• _Records from a dataset_:

++++++

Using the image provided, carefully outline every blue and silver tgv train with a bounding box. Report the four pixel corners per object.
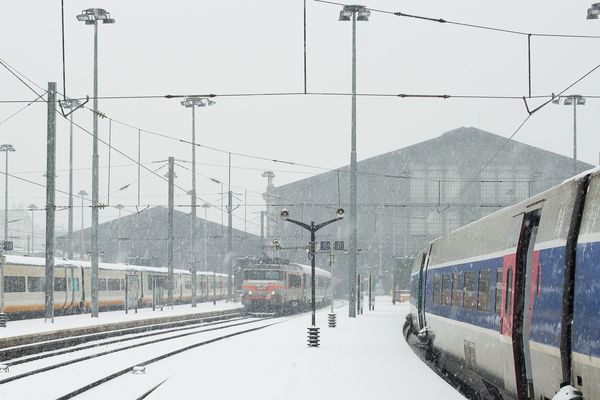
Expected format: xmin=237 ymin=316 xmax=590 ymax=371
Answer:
xmin=407 ymin=169 xmax=600 ymax=400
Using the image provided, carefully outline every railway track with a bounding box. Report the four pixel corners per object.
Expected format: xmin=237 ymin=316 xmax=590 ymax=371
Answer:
xmin=0 ymin=312 xmax=243 ymax=366
xmin=0 ymin=315 xmax=285 ymax=399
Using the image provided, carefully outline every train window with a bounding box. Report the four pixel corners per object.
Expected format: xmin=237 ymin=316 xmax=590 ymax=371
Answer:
xmin=27 ymin=276 xmax=46 ymax=292
xmin=463 ymin=271 xmax=477 ymax=308
xmin=288 ymin=274 xmax=302 ymax=288
xmin=107 ymin=278 xmax=121 ymax=290
xmin=54 ymin=278 xmax=67 ymax=292
xmin=504 ymin=267 xmax=512 ymax=315
xmin=495 ymin=268 xmax=502 ymax=314
xmin=442 ymin=274 xmax=452 ymax=306
xmin=477 ymin=269 xmax=492 ymax=311
xmin=452 ymin=272 xmax=462 ymax=307
xmin=433 ymin=274 xmax=442 ymax=304
xmin=244 ymin=269 xmax=283 ymax=281
xmin=4 ymin=276 xmax=25 ymax=293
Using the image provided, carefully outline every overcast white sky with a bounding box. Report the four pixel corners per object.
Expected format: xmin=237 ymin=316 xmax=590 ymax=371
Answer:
xmin=0 ymin=0 xmax=600 ymax=236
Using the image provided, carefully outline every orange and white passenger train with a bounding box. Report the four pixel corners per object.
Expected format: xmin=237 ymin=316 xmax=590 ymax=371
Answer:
xmin=3 ymin=255 xmax=227 ymax=319
xmin=242 ymin=259 xmax=331 ymax=312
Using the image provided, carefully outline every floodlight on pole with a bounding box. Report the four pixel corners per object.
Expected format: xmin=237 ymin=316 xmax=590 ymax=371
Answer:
xmin=339 ymin=5 xmax=371 ymax=317
xmin=59 ymin=99 xmax=82 ymax=260
xmin=181 ymin=97 xmax=215 ymax=307
xmin=552 ymin=95 xmax=584 ymax=175
xmin=77 ymin=8 xmax=115 ymax=318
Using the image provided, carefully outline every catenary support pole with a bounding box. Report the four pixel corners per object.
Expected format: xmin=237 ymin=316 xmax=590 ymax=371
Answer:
xmin=190 ymin=106 xmax=198 ymax=307
xmin=91 ymin=21 xmax=100 ymax=318
xmin=308 ymin=221 xmax=317 ymax=326
xmin=573 ymin=99 xmax=577 ymax=176
xmin=67 ymin=111 xmax=73 ymax=260
xmin=227 ymin=153 xmax=233 ymax=301
xmin=167 ymin=157 xmax=175 ymax=309
xmin=348 ymin=12 xmax=358 ymax=318
xmin=44 ymin=82 xmax=56 ymax=322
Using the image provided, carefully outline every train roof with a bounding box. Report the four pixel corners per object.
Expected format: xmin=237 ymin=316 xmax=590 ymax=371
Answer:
xmin=244 ymin=263 xmax=331 ymax=278
xmin=6 ymin=254 xmax=227 ymax=277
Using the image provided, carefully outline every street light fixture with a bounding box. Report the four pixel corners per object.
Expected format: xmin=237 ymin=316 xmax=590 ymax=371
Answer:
xmin=77 ymin=8 xmax=115 ymax=318
xmin=339 ymin=5 xmax=371 ymax=317
xmin=552 ymin=94 xmax=584 ymax=175
xmin=587 ymin=3 xmax=600 ymax=19
xmin=60 ymin=99 xmax=82 ymax=260
xmin=280 ymin=208 xmax=344 ymax=347
xmin=0 ymin=144 xmax=15 ymax=240
xmin=181 ymin=97 xmax=215 ymax=307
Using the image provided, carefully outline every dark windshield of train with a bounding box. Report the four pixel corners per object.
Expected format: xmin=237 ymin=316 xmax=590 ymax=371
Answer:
xmin=244 ymin=270 xmax=283 ymax=281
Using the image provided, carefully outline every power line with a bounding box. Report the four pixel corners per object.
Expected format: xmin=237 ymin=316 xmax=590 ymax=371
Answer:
xmin=314 ymin=0 xmax=600 ymax=39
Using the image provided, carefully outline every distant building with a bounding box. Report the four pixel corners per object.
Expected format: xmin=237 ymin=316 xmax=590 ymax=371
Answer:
xmin=56 ymin=207 xmax=260 ymax=272
xmin=265 ymin=128 xmax=593 ymax=290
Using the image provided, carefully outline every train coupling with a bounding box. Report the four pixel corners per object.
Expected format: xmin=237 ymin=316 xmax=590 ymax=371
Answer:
xmin=552 ymin=385 xmax=583 ymax=400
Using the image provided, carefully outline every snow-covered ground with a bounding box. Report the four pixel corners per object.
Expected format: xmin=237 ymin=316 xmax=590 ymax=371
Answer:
xmin=0 ymin=301 xmax=242 ymax=340
xmin=130 ymin=297 xmax=464 ymax=400
xmin=0 ymin=297 xmax=464 ymax=400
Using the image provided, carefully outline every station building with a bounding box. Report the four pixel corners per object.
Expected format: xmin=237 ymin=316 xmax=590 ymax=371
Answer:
xmin=264 ymin=127 xmax=593 ymax=291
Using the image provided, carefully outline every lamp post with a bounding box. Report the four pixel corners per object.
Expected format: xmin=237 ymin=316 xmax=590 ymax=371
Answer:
xmin=201 ymin=203 xmax=210 ymax=272
xmin=60 ymin=99 xmax=81 ymax=260
xmin=0 ymin=144 xmax=15 ymax=240
xmin=77 ymin=8 xmax=115 ymax=318
xmin=280 ymin=208 xmax=344 ymax=347
xmin=552 ymin=95 xmax=584 ymax=175
xmin=587 ymin=3 xmax=600 ymax=19
xmin=339 ymin=5 xmax=371 ymax=317
xmin=181 ymin=97 xmax=215 ymax=307
xmin=27 ymin=204 xmax=37 ymax=254
xmin=115 ymin=204 xmax=125 ymax=263
xmin=77 ymin=189 xmax=88 ymax=259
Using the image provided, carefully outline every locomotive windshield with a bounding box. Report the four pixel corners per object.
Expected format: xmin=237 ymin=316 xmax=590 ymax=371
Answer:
xmin=244 ymin=270 xmax=283 ymax=281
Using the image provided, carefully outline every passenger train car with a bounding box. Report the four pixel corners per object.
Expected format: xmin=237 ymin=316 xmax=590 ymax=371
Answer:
xmin=3 ymin=255 xmax=227 ymax=319
xmin=406 ymin=169 xmax=600 ymax=400
xmin=242 ymin=259 xmax=331 ymax=312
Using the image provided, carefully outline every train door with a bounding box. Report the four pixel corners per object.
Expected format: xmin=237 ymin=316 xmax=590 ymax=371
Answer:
xmin=417 ymin=246 xmax=431 ymax=329
xmin=125 ymin=274 xmax=140 ymax=312
xmin=510 ymin=210 xmax=541 ymax=400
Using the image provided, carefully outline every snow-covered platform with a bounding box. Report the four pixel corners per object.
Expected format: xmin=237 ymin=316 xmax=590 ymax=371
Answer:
xmin=0 ymin=301 xmax=243 ymax=349
xmin=143 ymin=297 xmax=464 ymax=400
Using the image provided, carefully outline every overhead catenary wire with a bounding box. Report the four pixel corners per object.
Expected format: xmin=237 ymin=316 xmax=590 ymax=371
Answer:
xmin=314 ymin=0 xmax=600 ymax=39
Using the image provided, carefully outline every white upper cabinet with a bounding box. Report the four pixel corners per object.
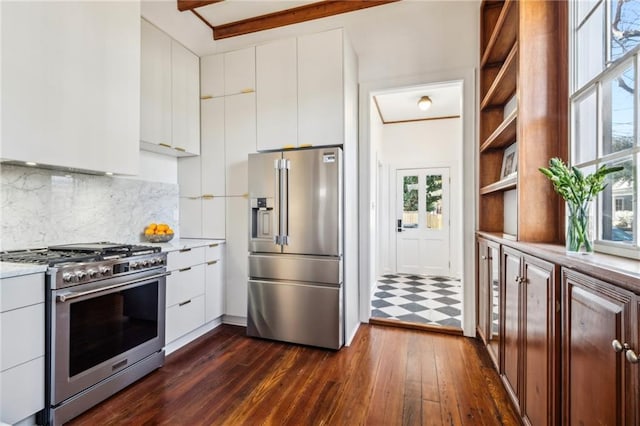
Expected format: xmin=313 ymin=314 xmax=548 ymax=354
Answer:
xmin=138 ymin=18 xmax=200 ymax=157
xmin=171 ymin=41 xmax=200 ymax=155
xmin=200 ymin=53 xmax=224 ymax=100
xmin=224 ymin=47 xmax=256 ymax=95
xmin=0 ymin=1 xmax=140 ymax=174
xmin=256 ymin=38 xmax=298 ymax=151
xmin=298 ymin=29 xmax=345 ymax=146
xmin=140 ymin=19 xmax=171 ymax=153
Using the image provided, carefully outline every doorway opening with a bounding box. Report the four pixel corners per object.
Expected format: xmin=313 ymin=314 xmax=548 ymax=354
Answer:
xmin=370 ymin=81 xmax=464 ymax=334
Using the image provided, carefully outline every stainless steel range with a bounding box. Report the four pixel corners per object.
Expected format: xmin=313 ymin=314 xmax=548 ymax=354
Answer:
xmin=0 ymin=243 xmax=168 ymax=425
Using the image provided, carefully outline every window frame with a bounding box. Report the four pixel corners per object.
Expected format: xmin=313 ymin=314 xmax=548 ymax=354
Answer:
xmin=568 ymin=0 xmax=640 ymax=259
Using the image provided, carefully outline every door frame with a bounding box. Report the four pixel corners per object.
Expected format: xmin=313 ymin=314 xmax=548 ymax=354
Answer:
xmin=392 ymin=162 xmax=452 ymax=278
xmin=358 ymin=67 xmax=478 ymax=341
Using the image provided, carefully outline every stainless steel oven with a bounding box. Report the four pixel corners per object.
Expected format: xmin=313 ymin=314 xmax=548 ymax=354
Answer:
xmin=43 ymin=248 xmax=169 ymax=425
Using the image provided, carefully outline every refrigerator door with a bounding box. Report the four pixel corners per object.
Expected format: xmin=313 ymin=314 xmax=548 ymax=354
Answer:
xmin=247 ymin=280 xmax=343 ymax=349
xmin=282 ymin=147 xmax=342 ymax=256
xmin=248 ymin=152 xmax=282 ymax=253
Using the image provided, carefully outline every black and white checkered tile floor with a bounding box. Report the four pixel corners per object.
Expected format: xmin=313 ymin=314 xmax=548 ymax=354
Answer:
xmin=371 ymin=274 xmax=462 ymax=328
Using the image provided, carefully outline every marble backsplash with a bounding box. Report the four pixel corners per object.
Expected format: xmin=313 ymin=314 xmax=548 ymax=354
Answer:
xmin=0 ymin=165 xmax=180 ymax=250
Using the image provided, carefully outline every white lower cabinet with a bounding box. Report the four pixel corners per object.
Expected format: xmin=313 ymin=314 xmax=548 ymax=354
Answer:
xmin=0 ymin=274 xmax=44 ymax=424
xmin=165 ymin=242 xmax=224 ymax=353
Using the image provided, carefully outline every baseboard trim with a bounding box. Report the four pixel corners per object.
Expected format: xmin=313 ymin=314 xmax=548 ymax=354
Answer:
xmin=369 ymin=318 xmax=463 ymax=336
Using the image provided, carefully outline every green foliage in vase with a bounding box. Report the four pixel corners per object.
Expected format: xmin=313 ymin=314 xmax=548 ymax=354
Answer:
xmin=539 ymin=157 xmax=623 ymax=205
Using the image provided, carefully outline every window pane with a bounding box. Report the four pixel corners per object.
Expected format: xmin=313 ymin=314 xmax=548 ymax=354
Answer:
xmin=402 ymin=176 xmax=418 ymax=228
xmin=576 ymin=4 xmax=604 ymax=89
xmin=573 ymin=90 xmax=598 ymax=164
xmin=426 ymin=175 xmax=442 ymax=229
xmin=601 ymin=157 xmax=636 ymax=244
xmin=609 ymin=0 xmax=640 ymax=61
xmin=602 ymin=65 xmax=636 ymax=155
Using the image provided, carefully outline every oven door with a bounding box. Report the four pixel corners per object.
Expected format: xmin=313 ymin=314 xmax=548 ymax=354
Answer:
xmin=51 ymin=268 xmax=168 ymax=406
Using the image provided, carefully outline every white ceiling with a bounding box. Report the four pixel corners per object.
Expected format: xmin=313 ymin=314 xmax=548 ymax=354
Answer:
xmin=196 ymin=0 xmax=317 ymax=27
xmin=374 ymin=82 xmax=462 ymax=124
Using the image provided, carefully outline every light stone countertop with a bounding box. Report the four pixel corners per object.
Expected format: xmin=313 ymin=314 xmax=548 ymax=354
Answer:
xmin=0 ymin=262 xmax=47 ymax=279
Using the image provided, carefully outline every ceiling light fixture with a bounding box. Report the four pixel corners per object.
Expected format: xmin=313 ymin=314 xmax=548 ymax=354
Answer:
xmin=418 ymin=96 xmax=431 ymax=111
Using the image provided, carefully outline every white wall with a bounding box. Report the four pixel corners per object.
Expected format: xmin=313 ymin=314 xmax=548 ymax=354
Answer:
xmin=372 ymin=118 xmax=463 ymax=278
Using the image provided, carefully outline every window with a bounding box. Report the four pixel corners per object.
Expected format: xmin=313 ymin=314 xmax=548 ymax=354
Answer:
xmin=570 ymin=0 xmax=640 ymax=258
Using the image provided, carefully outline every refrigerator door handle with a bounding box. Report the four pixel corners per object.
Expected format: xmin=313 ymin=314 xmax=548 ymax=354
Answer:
xmin=280 ymin=158 xmax=291 ymax=246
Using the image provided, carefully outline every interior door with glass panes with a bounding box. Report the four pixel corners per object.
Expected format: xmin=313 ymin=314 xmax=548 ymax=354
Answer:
xmin=395 ymin=168 xmax=451 ymax=276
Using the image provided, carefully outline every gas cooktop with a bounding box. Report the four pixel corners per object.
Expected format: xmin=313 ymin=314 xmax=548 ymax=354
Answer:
xmin=0 ymin=242 xmax=160 ymax=266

++++++

• _GOAL_: Reproduce only the part of the listing that runs from its start through the line containing "xmin=0 ymin=315 xmax=285 ymax=399", both ends included, and increase every bounding-box coordinate in the answers by 114 while leaving the requests and their format samples unchanged. Omit the pictures.

• _EXPECTED ANSWER_:
Using the image provided, carefully outline every blue and silver tgv train with a bounding box. Report the four pixel corners per object.
Expected format: xmin=237 ymin=316 xmax=590 ymax=371
Answer:
xmin=521 ymin=283 xmax=714 ymax=514
Using the image provided, carefully outline every railway track with a bounding box. Report the four pixel corners per object.
Expected format: xmin=237 ymin=316 xmax=590 ymax=371
Answer:
xmin=114 ymin=426 xmax=357 ymax=480
xmin=114 ymin=429 xmax=399 ymax=513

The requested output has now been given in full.